▶ TASK GOAL
Format the lines of all the rows below as a numbered list, skipping blank lines and leaving the pictures out.

▶ TASK MATERIAL

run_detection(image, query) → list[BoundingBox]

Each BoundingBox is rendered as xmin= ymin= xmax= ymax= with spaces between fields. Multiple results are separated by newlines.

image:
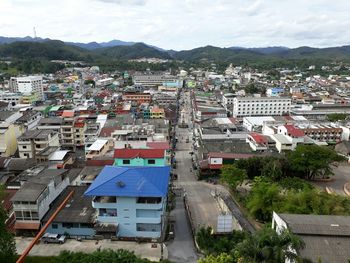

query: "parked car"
xmin=41 ymin=233 xmax=66 ymax=244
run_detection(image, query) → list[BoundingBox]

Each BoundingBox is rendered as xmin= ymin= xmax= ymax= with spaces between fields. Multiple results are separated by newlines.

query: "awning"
xmin=15 ymin=222 xmax=40 ymax=230
xmin=94 ymin=224 xmax=118 ymax=233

▶ SOLUTION FOR THIS PROBLEM
1. run_detection(image, query) → list[BoundingBox]
2. Each BoundingBox is rendered as xmin= ymin= xmax= ymax= with spaces between fields. Multiple results are separated by newlines.
3. image:
4. query: "parked car"
5. xmin=41 ymin=233 xmax=66 ymax=244
6. run_detection(image, query) → list[BoundingBox]
7. Each BoundingBox is rendered as xmin= ymin= xmax= ymax= with spaces between fields. Multiple results are separated by newlines.
8. query: "awning"
9. xmin=15 ymin=222 xmax=40 ymax=230
10. xmin=94 ymin=224 xmax=118 ymax=233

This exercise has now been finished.